_TASK REQUIREMENTS_:
a) In the integral thread, list in order the steps that the post headed "Answer 3" proposes.
b) In the integral thread, which website's instructions did the asker follow?
c) Resume the integral thread after its final post.

_READING PASSAGE_:

########################################

Question

Hello.

I'm stuck on an integral , which seems a bit difficult...

I've got a link of wolframalpha where I followed the instructions .... but It seems something I don't understand...

http://www.wolframalpha.com/input/?i=%28%28x%5E%280.5%29-1%29%5E3%29%2F%28x%29

I'll attach a photo too !

Answer 1

Picture is in high resolution...

Answer 2

Maybe du substitution has something to do with it.. but I need to know how ! :(

Answer 3

expand..simplify...integrate

Answer 4

actually in wolframa there's a next subtitution we have to make... (before doing it..) but how does number 2 appear there? ... that's what I don't get !

########################################

_MATERIAL_:

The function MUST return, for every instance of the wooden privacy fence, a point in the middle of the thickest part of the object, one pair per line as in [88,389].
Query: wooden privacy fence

########################################

_THE RESULTS_:
a) expand, simplify, integrate

b) Wolfram Alpha's.

c)
Answer 5

@Zarkon I thought of expanding too, but its tedious,
Leu u^2=x
2udu=dx

\[\int\limits_{}^{}\frac{(u-1)^3}{u^2}(2u)du\]

Simplify it

Answer 6

ok ...

Answer 7

thank you

Answer 8

\[\LARGE du=\frac{1}{2\sqrt{x}}dx \quad \quad ,\quad \sqrt x=u\]

then...

\[\LARGE du=\frac{1}{2u}dx \Longrightarrow 2u\cdot du=dx\]

.. I got it ! Thank you !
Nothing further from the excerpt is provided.